*** Extracted material ***

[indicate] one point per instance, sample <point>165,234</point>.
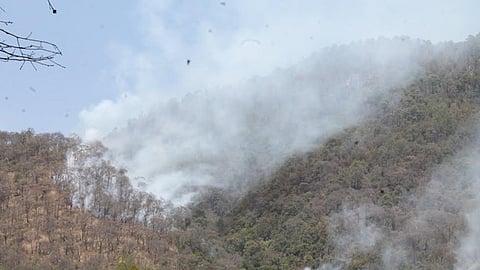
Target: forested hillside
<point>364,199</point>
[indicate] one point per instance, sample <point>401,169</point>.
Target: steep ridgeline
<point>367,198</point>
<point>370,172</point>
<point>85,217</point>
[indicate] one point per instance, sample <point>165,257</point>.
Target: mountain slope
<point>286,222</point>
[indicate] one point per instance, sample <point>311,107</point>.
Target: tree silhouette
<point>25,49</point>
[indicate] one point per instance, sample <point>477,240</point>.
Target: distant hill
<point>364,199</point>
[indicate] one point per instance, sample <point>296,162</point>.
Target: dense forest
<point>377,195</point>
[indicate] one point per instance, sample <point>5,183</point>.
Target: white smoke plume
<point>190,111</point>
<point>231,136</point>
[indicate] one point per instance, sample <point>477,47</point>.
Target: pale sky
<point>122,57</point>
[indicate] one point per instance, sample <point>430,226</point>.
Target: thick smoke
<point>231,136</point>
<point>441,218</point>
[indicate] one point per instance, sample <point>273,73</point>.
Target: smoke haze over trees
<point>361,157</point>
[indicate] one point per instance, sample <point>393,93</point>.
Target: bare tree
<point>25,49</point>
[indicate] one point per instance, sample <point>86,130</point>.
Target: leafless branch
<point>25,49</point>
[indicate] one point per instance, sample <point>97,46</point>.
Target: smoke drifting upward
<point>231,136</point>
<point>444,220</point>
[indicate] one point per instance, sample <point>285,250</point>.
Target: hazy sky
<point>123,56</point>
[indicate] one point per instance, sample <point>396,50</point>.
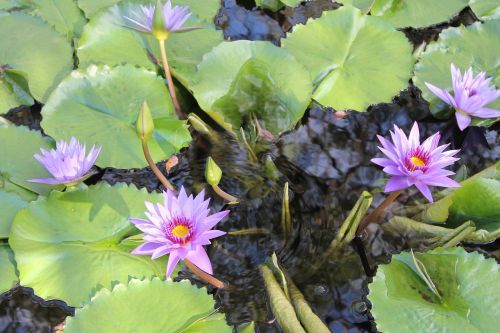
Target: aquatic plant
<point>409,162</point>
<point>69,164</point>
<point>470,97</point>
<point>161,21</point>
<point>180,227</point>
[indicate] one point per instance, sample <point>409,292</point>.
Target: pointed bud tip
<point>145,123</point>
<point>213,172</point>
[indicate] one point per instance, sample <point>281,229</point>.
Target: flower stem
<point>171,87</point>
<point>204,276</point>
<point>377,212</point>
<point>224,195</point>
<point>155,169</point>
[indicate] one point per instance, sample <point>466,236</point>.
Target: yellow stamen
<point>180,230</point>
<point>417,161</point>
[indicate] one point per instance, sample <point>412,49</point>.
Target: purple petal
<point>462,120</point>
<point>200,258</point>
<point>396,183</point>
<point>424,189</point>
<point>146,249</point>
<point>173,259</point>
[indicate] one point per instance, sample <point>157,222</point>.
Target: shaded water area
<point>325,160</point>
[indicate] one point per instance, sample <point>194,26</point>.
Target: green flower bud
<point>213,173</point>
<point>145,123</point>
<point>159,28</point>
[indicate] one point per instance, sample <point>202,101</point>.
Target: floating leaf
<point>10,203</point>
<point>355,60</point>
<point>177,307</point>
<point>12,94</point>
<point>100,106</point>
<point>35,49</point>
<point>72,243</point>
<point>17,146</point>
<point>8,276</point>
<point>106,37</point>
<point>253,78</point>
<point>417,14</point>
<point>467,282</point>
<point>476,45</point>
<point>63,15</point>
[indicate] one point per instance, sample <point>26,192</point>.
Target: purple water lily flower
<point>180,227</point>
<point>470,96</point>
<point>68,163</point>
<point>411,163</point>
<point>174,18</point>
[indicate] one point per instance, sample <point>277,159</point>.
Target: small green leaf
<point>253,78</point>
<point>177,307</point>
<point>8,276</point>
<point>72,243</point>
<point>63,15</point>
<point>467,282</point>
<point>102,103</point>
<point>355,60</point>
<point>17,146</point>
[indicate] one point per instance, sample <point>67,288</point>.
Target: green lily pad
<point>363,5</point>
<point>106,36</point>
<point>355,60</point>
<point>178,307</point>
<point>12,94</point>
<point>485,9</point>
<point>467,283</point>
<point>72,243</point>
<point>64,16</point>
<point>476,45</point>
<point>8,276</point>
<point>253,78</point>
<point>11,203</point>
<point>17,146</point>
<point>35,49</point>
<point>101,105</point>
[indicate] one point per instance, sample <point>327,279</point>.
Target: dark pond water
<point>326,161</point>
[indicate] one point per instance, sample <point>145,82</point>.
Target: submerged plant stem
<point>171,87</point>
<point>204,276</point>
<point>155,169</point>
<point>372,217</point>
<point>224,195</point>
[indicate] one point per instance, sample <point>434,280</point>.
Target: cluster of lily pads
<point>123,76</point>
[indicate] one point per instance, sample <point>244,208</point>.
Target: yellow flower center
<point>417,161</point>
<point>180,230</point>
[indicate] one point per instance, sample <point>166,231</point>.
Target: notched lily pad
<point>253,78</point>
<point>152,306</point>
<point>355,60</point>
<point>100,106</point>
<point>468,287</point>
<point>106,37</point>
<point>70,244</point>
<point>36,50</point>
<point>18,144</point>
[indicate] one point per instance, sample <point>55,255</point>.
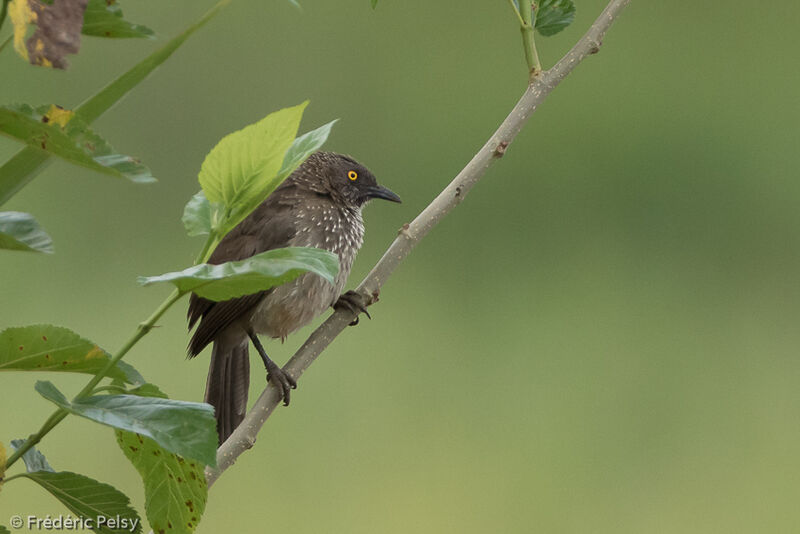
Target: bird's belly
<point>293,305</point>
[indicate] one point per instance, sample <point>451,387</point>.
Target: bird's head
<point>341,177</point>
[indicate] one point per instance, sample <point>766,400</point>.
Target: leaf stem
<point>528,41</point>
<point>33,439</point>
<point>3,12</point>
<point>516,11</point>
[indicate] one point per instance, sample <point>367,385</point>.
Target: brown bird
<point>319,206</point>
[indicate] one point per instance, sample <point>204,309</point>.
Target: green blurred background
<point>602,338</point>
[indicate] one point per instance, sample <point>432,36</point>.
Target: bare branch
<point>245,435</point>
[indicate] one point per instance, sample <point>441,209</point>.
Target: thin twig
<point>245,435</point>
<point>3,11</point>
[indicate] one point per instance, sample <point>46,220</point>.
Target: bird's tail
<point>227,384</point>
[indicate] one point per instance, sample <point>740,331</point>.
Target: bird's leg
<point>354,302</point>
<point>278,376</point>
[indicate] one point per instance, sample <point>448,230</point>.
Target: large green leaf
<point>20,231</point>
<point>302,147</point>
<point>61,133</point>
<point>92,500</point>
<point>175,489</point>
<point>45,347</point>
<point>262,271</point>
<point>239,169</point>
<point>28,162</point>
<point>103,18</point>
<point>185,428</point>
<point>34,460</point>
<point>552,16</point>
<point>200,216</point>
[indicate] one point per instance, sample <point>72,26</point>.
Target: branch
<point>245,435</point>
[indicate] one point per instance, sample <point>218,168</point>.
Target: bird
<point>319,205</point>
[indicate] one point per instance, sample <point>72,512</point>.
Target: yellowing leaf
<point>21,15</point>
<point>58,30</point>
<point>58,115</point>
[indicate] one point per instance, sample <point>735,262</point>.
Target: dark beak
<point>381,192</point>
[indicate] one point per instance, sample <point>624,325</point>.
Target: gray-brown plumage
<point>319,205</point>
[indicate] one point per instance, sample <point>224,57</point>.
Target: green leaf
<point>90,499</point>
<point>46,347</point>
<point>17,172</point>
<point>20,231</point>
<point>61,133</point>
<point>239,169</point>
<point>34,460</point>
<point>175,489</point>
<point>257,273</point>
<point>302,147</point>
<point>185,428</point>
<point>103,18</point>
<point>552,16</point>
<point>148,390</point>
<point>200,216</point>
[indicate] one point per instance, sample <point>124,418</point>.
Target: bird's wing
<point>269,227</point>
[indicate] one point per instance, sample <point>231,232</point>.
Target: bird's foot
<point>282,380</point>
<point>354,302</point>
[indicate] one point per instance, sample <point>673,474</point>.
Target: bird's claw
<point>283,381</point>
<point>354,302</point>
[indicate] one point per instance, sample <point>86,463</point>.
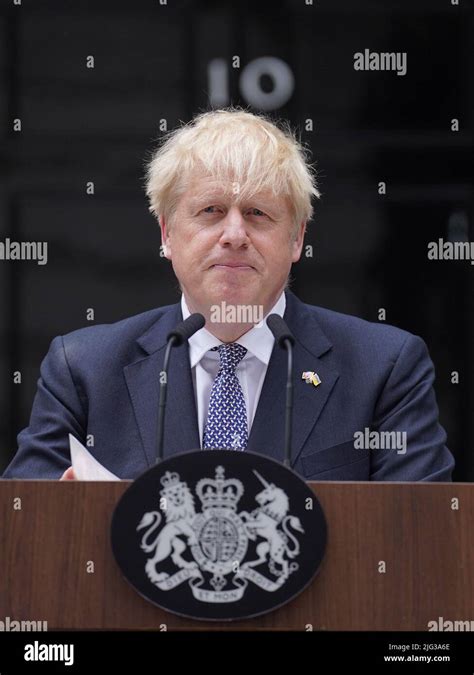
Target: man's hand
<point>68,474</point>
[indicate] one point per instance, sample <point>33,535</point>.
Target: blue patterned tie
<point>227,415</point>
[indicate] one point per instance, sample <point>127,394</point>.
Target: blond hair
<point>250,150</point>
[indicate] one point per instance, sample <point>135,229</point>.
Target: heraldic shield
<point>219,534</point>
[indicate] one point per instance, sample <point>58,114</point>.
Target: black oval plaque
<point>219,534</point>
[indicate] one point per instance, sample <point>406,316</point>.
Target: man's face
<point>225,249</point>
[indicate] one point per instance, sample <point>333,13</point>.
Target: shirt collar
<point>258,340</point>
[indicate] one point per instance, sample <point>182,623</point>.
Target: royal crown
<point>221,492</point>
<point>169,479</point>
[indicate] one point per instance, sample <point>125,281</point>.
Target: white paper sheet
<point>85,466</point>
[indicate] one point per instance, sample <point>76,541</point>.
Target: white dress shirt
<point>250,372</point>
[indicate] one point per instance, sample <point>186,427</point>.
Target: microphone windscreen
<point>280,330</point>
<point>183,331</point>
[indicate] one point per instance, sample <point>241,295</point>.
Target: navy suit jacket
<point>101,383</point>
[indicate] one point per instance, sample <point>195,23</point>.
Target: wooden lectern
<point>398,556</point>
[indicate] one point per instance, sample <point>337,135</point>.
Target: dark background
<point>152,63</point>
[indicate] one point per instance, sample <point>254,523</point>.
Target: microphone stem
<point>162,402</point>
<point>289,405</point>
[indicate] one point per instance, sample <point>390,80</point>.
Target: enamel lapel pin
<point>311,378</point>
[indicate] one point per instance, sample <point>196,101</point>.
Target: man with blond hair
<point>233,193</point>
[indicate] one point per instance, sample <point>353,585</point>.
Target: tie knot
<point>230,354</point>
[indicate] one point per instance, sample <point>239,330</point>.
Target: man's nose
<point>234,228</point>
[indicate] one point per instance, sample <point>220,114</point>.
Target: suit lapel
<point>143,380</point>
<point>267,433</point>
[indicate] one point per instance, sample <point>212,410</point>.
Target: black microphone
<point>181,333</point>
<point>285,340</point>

***

Recast the items from the line with "[indicate] one point per instance, sample <point>86,463</point>." to the line with "<point>398,556</point>" as a JSON list of strings, one string per line with blank lines skipped. Leave out the picture marker.

▶ Solved exercise
[
  "[indicate] one point per instance, sample <point>86,463</point>.",
  "Target: man's hand",
  "<point>68,474</point>",
  "[indicate] one point per instance, sample <point>33,535</point>.",
  "Target: blue patterned tie",
  "<point>227,415</point>",
  "[indicate] one point per instance, sample <point>127,394</point>.",
  "Target: blond hair",
  "<point>250,150</point>",
  "[indicate] one point per instance, sample <point>135,229</point>.",
  "Target: heraldic shield",
  "<point>219,534</point>",
  "[indicate] one point per instance, sample <point>58,114</point>.",
  "Target: black oval plaque",
  "<point>219,534</point>",
  "[indicate] one point per instance, sample <point>406,316</point>.",
  "Target: man's face",
  "<point>225,249</point>",
  "[indicate] one point per instance, sample <point>333,13</point>.",
  "Target: shirt collar",
  "<point>258,340</point>",
  "[indicate] one point per instance, sample <point>182,623</point>.",
  "Target: royal crown",
  "<point>221,492</point>",
  "<point>169,479</point>",
  "[indicate] one point per instance, sample <point>125,281</point>.",
  "Target: white paper sheet",
  "<point>85,466</point>",
  "[indicate] one point per instance, sample <point>76,541</point>.",
  "Target: white dress shirt",
  "<point>250,372</point>",
  "[indicate] one point per instance, sample <point>186,427</point>.",
  "Target: microphone windscreen",
  "<point>280,330</point>",
  "<point>183,331</point>",
  "[indicate] one point per instance, sample <point>241,295</point>.",
  "Target: navy suit jacket",
  "<point>101,383</point>",
  "[indicate] one point per instance, sample <point>195,23</point>.",
  "Target: wooden lectern",
  "<point>398,556</point>"
]